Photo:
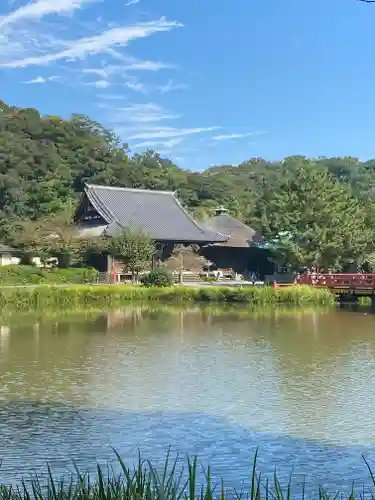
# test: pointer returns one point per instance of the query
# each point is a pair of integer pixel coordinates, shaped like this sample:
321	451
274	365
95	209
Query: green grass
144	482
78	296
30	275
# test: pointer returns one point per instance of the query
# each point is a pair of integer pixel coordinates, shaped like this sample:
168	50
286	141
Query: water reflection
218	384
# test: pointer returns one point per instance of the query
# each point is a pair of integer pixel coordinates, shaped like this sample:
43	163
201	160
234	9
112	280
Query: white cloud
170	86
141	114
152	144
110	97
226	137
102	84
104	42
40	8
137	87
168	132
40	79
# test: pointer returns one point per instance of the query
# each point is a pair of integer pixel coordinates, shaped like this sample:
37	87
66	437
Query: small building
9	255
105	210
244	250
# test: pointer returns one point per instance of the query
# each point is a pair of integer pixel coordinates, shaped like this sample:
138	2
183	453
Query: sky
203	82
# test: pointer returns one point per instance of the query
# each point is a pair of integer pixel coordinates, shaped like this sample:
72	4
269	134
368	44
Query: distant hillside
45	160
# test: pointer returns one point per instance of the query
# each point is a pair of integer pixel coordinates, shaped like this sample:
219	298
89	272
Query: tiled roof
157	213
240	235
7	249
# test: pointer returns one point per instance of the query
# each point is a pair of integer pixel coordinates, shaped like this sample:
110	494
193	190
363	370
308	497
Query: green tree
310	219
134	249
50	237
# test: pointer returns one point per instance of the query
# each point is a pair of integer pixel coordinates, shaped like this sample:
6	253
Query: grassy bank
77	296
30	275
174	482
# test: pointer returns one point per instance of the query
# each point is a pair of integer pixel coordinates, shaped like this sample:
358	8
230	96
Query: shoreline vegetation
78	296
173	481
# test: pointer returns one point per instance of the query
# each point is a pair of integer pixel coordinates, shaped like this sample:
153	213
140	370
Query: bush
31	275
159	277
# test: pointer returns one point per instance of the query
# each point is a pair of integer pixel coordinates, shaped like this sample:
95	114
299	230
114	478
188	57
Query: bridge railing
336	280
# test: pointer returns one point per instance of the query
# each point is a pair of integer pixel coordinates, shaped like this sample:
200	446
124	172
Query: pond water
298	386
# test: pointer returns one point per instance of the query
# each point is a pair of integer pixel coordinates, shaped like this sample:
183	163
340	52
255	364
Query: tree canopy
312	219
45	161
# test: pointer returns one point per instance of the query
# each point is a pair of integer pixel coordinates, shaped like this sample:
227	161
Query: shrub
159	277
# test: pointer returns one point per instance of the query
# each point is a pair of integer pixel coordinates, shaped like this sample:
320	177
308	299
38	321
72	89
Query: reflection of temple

Exercise objective: An exact transcription of all the entries is required, without the pictures.

Answer:
Photo:
# test: pointer returns one point per instance of the query
# each point is a pair of integer pixel coordinates, shaped like this sample:
321	451
274	365
95	209
Query: green grass
144	482
78	296
30	275
# test: pointer returns one point per instance of the query
# each point is a pair of integer pixel coordinates, shaped like this sample:
168	50
286	141
Query: water reflection
218	384
# test: pointer returns one point per instance of the query
# each point is a pair of integer pixel coordinates, shaped like this sample:
43	163
201	160
234	9
112	280
Query: white cloud
170	86
141	114
152	144
110	97
226	137
102	84
104	42
40	8
137	87
168	132
40	79
# test: pointer returns one point per instance of the query
# each point is a pair of integer pixel coordinates, shaped like this sample:
37	87
66	437
Query: small building
9	255
105	210
244	250
# test: pointer returns one point per instance of the query
# each point is a pair of integer pixel coordinates, shaped like this sample:
138	2
183	453
Query: sky
203	82
# test: pointer returns one point per instance of the query
# each point is a pair of integer pixel coordinates, shaped like this sample:
72	4
269	134
368	44
Query: distant hillside
45	160
# test: pointer returns one point per instance of the query
# each point is a pair of integer pixel coordinates, shaped like this sample:
219	298
89	272
Query: tiled roof
157	213
240	235
7	249
# test: pointer returns one point per instance of the query
# each point is a pair of integer pixel coordinates, shaped like this sample:
110	494
193	190
363	370
308	497
Query: green tree
310	219
134	249
50	237
# test: pointer returns one point per instance of the query
# each point is a pair of integer pixel coordinates, shaped like this sample:
6	253
Query: grassy bank
77	296
30	275
174	482
# test: pointer returns one point per instance of the query
# each point is a pair of integer pixel coordinates, shaped like this sample:
358	8
230	96
Query: shoreline vegetation
78	296
173	481
# test: pointer returns one point per instance of the query
# each point is a pair of integer pixel coordinates, shaped like this sample:
153	213
140	370
Query: bush
31	275
159	277
# test: pointer returns one point per instance of the query
# each point is a pair of integer pixel coordinates, shaped like this sample:
95	114
299	230
114	478
188	57
Query: bridge railing
336	280
# test: pointer returns one point per instance of the query
# each point is a pair of integer pixel coordinates, shaped like this sample:
200	446
124	172
Query: pond water
298	386
# test: pointer returns one point per instance of the query
# each point is a pair of integer pixel coordinates, shaped like this sample:
183	163
340	52
255	364
Query: tree canopy
312	219
45	161
# test: pointer returns one point per instance of the query
# each point is a pair of integer pixel coordinates, shaped like this sample:
227	161
Query: shrub
159	277
# test: pointer returns one point per instance of the query
# each point is a pair of integer pixel coordinates, shaped like this sample:
320	177
308	299
38	321
72	89
Query: reflection of temple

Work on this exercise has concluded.